[Opening GIVEN DATA section]

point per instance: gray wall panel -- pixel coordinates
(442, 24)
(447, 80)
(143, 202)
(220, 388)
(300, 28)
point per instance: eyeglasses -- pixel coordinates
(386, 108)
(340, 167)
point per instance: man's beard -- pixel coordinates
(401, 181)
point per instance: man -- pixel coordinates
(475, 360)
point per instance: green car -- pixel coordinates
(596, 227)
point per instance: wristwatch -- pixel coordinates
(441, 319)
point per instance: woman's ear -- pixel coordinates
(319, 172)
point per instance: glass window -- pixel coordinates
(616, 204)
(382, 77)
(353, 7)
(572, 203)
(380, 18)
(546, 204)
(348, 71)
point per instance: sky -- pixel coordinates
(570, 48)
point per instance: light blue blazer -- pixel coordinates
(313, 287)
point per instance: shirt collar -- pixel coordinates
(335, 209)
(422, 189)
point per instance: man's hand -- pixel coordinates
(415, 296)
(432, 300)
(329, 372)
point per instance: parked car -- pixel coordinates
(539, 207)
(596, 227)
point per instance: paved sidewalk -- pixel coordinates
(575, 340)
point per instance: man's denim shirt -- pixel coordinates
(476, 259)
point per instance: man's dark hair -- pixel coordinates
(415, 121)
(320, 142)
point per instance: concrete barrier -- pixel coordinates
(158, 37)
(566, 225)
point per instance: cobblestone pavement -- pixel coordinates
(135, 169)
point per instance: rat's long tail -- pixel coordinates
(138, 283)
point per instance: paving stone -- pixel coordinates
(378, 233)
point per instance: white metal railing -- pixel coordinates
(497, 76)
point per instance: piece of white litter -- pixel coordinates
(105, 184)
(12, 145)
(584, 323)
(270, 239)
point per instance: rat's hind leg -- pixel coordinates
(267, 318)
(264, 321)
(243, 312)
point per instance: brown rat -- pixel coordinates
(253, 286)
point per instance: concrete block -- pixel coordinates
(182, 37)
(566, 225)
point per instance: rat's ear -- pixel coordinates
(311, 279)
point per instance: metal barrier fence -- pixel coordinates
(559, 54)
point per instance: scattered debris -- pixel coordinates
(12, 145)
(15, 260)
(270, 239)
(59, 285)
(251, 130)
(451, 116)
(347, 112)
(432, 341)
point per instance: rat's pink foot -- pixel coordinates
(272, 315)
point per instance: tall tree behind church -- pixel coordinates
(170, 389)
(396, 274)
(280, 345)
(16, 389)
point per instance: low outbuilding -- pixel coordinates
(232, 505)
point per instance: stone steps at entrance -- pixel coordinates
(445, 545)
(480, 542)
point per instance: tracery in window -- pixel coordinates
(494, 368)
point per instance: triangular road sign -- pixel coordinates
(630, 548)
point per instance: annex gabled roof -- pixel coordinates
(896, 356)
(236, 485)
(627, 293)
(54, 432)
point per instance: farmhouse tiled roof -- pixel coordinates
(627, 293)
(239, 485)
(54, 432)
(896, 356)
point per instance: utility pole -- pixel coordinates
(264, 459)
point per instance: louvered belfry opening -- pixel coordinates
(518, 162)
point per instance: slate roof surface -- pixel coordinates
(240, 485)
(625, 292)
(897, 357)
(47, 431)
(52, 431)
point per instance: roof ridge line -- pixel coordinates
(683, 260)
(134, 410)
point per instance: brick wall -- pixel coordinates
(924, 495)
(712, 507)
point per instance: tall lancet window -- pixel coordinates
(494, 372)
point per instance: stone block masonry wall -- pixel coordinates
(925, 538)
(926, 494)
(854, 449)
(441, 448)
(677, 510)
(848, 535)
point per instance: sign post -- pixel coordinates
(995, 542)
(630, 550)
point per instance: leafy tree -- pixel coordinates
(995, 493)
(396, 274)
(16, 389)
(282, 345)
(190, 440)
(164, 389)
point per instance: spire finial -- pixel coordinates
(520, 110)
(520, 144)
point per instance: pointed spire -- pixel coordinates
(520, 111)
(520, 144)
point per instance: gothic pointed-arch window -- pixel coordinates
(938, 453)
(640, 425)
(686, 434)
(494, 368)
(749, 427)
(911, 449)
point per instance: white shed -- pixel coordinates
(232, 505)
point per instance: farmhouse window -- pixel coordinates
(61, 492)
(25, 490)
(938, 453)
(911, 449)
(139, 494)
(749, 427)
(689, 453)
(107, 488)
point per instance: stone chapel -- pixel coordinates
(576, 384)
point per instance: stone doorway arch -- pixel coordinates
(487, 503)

[Closing GIVEN DATA section]

## ACTION ITEM
Copy out the entries in full, exactly as they appear.

## FINISHED TASK
point per instance: gray wall panel -- pixel coordinates
(442, 24)
(447, 80)
(143, 202)
(220, 388)
(300, 28)
point per instance: eyeglasses -- pixel coordinates
(386, 108)
(340, 167)
point per instance: man's beard -- pixel coordinates
(401, 181)
point per instance: man -- pixel coordinates
(475, 360)
point per instance: green car -- pixel coordinates
(596, 227)
point per instance: wristwatch -- pixel coordinates
(441, 319)
point per instance: woman's ear -- pixel coordinates
(319, 172)
point per instance: glass window -- pixel coordinates
(616, 204)
(382, 77)
(353, 7)
(572, 203)
(380, 18)
(546, 204)
(348, 71)
point per instance: sky -- pixel coordinates
(570, 48)
point per instance: light blue blazer -- pixel coordinates
(313, 287)
point per instance: shirt collar -- pixel coordinates
(335, 209)
(422, 189)
point per instance: man's hand -- pixel coordinates
(415, 296)
(432, 300)
(329, 372)
point per instance: parked car -- pixel coordinates
(539, 207)
(596, 227)
point per instance: paved sidewalk -- pixel coordinates
(575, 340)
point per instance: man's denim shirt -- pixel coordinates
(476, 259)
point per instance: man's dark hair -- pixel coordinates
(415, 121)
(320, 142)
point per instance: concrete barrier -- pixel coordinates
(158, 37)
(566, 225)
point per instance: cobblestone pavement -- pixel coordinates
(135, 169)
point per instance: rat's long tail -- pixel coordinates
(138, 283)
point per instance: paving stone -- pixel coordinates
(378, 233)
point per instance: white metal railing -- pixel coordinates
(497, 76)
point per instance: piece of white litter -- pixel coordinates
(105, 184)
(12, 145)
(584, 323)
(270, 239)
point per instance: rat's hind leg -- pixel coordinates
(267, 318)
(264, 321)
(243, 312)
point per instance: brown rat -- pixel coordinates
(253, 286)
point per instance: concrete block -- pixel coordinates
(182, 37)
(566, 225)
point per instance: rat's ear -- pixel coordinates
(311, 279)
point per instance: metal barrier fence -- pixel coordinates
(559, 54)
point per instance: scattered debris -- pixel coordinates
(12, 145)
(15, 260)
(270, 239)
(59, 285)
(251, 130)
(451, 116)
(347, 112)
(432, 341)
point per instance: rat's pink foot -- pixel coordinates
(272, 315)
point per instance: tall tree behind church -- pixel coordinates
(170, 389)
(396, 274)
(280, 345)
(16, 389)
point per instance: low outbuilding -- pixel coordinates
(232, 505)
point per instance: stone steps at entrance -- pixel coordinates
(445, 545)
(480, 542)
point per instance: tracery in window -- pixel coordinates
(494, 368)
point per instance: triangular road sign -- pixel coordinates
(630, 548)
point per instance: annex gabled roof -- pixel coordinates
(896, 356)
(236, 485)
(627, 293)
(54, 432)
point per instance: farmhouse tiled roof -- pixel coordinates
(627, 293)
(239, 485)
(54, 432)
(896, 356)
point per instance: utility pole -- pixel coordinates
(264, 459)
point per instance: louvered belfry opening -- pixel coordinates
(518, 162)
point per instance: slate roof surface -- pixel coordinates
(240, 485)
(625, 292)
(897, 357)
(47, 431)
(52, 431)
point per instance: roof ridge line -- pixel coordinates
(683, 260)
(134, 410)
point per instance: brick wall -- pixel coordinates
(924, 495)
(712, 507)
point per instance: tall lancet window -- pixel coordinates
(494, 372)
point per instance: stone block masonry wall -- pixel coordinates
(925, 538)
(926, 494)
(854, 449)
(441, 448)
(677, 510)
(848, 535)
point per instance: sign post -- pixel coordinates
(995, 542)
(630, 550)
point per instance: leafy tree -- pixel coordinates
(995, 493)
(396, 274)
(16, 389)
(282, 345)
(190, 440)
(164, 389)
point per instance: spire finial -- pixel coordinates
(520, 110)
(520, 144)
point per instance: pointed spire -- pixel coordinates
(520, 111)
(520, 144)
point per instance: gothic pointed-arch window -- pixel coordinates
(938, 453)
(640, 425)
(686, 434)
(494, 368)
(749, 427)
(911, 449)
point per instance: white shed -- pixel coordinates
(232, 505)
point per instance: farmhouse window -- pixel coordinates
(61, 492)
(25, 490)
(938, 453)
(911, 449)
(139, 494)
(749, 427)
(689, 453)
(107, 488)
point per instance: stone chapel -- pixel coordinates
(576, 384)
point per instance: stone doorway arch -- pixel coordinates
(487, 503)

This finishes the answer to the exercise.